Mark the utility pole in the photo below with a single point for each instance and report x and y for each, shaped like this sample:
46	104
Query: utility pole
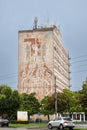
55	99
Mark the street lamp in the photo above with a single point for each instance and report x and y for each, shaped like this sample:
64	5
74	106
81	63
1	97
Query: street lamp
55	99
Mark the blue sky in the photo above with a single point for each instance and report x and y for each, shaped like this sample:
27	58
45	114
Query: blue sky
70	15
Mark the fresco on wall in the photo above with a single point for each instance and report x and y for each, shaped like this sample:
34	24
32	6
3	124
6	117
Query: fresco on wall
35	75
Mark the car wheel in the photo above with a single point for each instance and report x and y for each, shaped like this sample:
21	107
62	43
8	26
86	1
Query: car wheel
61	127
50	126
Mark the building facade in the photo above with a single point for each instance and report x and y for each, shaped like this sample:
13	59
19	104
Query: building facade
41	58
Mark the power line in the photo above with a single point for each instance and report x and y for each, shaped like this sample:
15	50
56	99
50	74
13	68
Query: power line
78	56
85	60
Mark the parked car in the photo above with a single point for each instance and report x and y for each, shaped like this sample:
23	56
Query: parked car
4	122
61	123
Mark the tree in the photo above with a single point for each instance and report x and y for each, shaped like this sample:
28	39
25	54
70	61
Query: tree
83	96
47	106
29	103
9	101
72	99
14	103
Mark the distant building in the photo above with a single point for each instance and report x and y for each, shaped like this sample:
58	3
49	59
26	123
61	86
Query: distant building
41	57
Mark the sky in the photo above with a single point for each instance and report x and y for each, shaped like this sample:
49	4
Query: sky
69	15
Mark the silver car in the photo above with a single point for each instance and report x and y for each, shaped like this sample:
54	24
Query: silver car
61	123
4	122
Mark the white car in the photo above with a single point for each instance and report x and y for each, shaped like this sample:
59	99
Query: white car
61	123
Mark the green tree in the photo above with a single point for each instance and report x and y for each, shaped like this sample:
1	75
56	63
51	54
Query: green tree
9	101
29	103
72	99
47	106
83	96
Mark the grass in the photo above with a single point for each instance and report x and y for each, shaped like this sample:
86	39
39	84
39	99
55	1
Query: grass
39	125
36	125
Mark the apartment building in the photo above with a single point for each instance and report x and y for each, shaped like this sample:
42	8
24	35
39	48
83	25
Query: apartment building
41	58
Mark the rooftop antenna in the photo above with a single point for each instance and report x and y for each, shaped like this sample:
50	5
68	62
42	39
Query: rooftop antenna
35	22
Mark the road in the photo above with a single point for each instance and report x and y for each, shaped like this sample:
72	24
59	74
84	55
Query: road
26	128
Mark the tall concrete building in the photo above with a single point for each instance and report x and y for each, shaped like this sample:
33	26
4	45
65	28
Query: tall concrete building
41	58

○ ○ ○ ○ ○ ○ ○

Task to complete:
If a record holds a picture, leave the picture out and copy everything else exactly.

Reply to the task:
Mark the utility pole in the photo below with a single point for each instance and report x and y for each, shaped like this sample:
46	104
Query: utility pole
55	99
Mark the street lamp in the photo above with a single point for each instance and report x and y for each, shaped like this sample:
64	5
74	106
81	63
1	97
Query: street lamp
55	99
Mark the blue sky in the photo above with a single point for each instance and report x and y for each, shaped like this sample:
27	58
45	114
Query: blue sky
70	15
Mark the fresco on wall in the photo above with a single point for each instance and report x and y for each, shaped like this sample:
34	24
32	6
3	124
6	117
Query: fresco on wall
35	75
Mark the car wheel in the photo above with a single point for each instance and report x and y for each, shaped like this sample:
21	107
62	43
8	26
86	1
Query: car wheel
61	127
50	126
Mark the building facade in the photo above with a single point for each instance and report x and y for each, shaped like this sample:
13	59
19	104
Query: building facade
41	58
Mark the power line in the photo above with a single point for each instance and report x and y for each, shaped like this sample:
15	50
56	99
50	74
13	68
Query: power line
78	56
85	60
Mark the parked car in the photo above with a single point for each instance and report x and y for each, shaped like this sample:
23	56
Query: parked car
4	122
61	123
Mark the tree in the photo above with a single point for each instance and report x and y for each, shaped like this sample:
28	39
25	54
70	61
Query: tree
83	96
47	106
29	103
9	101
72	99
14	103
Mark the distant building in the photo above with a single point for each instance and report x and y for each, shaped like this sample:
58	3
49	59
26	123
61	86
Query: distant building
41	57
Mark the sky in the photo above with a single point for each instance and report x and y for each, shaped like this sample:
49	4
Query: sky
69	15
Mark the silver car in the photo above with a single point for each instance and report x and y for each, shaped like this sample:
54	24
Query: silver car
61	123
4	122
Mark the white car in the photo above with a single point for each instance and report x and y for each, shaped like this sample:
59	99
Query: white car
61	123
Mark the green tree in the photo above with a single point for each instance and report x and y for each, shaped like this sample:
1	75
56	63
51	54
Query: green tree
9	101
29	103
72	99
47	106
83	96
Mark the grass in the photo above with a single point for each instance and report x and y for each, shaped like this sample:
86	39
39	84
39	99
55	1
Query: grass
39	125
36	125
Mark the apartment building in the photo above with a single point for each instance and report x and y for each, shaped like this sample:
42	8
24	35
39	48
83	25
Query: apartment building
41	58
Mark the rooftop antenna in the photo above with a single point for each instance and report x and y for each, shaped like this sample:
50	5
68	62
42	39
Query: rooftop antenna
35	22
Mark the road in the photo above with a single point for each instance and report x and y for each, shaped like this sample:
72	24
59	74
84	55
Query: road
26	128
Mark the tall concrete building in the photo above with a single point for each instance and report x and y for each, shaped like this sample:
33	26
4	45
65	28
Query: tall concrete building
41	58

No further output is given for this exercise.